▶ **WORK TO COMPLETE**
Update the material below by putting "template" in place of every "sample shape" and leaving all other text untouched.

________

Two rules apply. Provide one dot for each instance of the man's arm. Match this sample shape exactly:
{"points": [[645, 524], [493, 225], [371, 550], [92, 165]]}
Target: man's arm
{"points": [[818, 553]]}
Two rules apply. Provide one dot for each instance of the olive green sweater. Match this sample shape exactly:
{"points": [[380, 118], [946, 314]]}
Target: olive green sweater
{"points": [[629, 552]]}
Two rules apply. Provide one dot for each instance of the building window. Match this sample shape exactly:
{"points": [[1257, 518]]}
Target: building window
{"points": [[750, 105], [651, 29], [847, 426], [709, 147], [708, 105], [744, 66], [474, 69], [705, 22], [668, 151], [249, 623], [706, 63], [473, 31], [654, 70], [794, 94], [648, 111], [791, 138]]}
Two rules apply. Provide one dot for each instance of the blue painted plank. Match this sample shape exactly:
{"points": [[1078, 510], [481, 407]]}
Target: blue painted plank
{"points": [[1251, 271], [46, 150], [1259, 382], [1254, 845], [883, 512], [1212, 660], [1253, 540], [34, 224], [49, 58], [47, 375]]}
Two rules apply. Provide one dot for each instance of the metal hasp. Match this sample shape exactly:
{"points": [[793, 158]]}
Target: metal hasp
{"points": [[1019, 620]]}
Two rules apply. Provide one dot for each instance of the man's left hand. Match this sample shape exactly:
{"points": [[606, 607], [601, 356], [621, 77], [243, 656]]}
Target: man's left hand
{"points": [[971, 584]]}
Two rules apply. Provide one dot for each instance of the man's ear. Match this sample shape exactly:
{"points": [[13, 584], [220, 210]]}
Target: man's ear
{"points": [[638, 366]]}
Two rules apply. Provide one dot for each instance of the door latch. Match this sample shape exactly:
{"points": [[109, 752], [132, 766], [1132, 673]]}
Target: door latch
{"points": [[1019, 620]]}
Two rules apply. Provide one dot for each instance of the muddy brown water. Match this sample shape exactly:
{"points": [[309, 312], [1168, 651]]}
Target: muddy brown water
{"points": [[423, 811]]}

________

▶ **TASK RESPONSE**
Two rules apply. Provide one dot for each instance of the man's arm. Match this template exactly:
{"points": [[645, 524], [493, 225], [371, 550], [92, 165]]}
Target: man's arm
{"points": [[818, 553]]}
Two rules apply. Provide one dot for each instance of the olive green sweater. Match this template exactly:
{"points": [[380, 118], [946, 314]]}
Target: olive green sweater
{"points": [[629, 552]]}
Two rules apply. Provide one dot for each instance of the building window. Match this template exactly:
{"points": [[1257, 518]]}
Target: building window
{"points": [[750, 105], [651, 29], [847, 426], [709, 147], [708, 105], [744, 66], [474, 69], [705, 22], [668, 151], [249, 623], [706, 63], [473, 31], [654, 70], [794, 94], [648, 111], [791, 138]]}
Two rules apply. Provide one dot for each instance of the blue painted plank. Match this template exactly:
{"points": [[1078, 510], [481, 407]]}
Target: blue painted plank
{"points": [[1251, 271], [46, 150], [1259, 382], [1254, 845], [883, 512], [1212, 660], [1253, 540], [34, 224], [49, 58], [47, 375]]}
Two rules apply. Provide one dot for each instance of the metal hasp. Match this template exactly:
{"points": [[793, 158]]}
Target: metal hasp
{"points": [[1019, 620]]}
Two rules apply. Provide one dot for each instance of the man's left hand. Match this template exactly:
{"points": [[606, 607], [601, 356], [621, 77], [243, 656]]}
Target: man's left hand
{"points": [[971, 584]]}
Two rules apply. Provide one dot for each instance of the man's ear. Match this template exactly:
{"points": [[13, 584], [220, 210]]}
Target: man's ear
{"points": [[638, 366]]}
Two rules apply. Provide one dot for each instance of the door latch. Match this template exactly:
{"points": [[109, 752], [132, 766], [1132, 673]]}
Target: door latch
{"points": [[1019, 620]]}
Two rules apply. Provide one dot for each instance of the muddy brown water. Match this template exactly:
{"points": [[309, 312], [1168, 651]]}
Target: muddy brown water
{"points": [[423, 811]]}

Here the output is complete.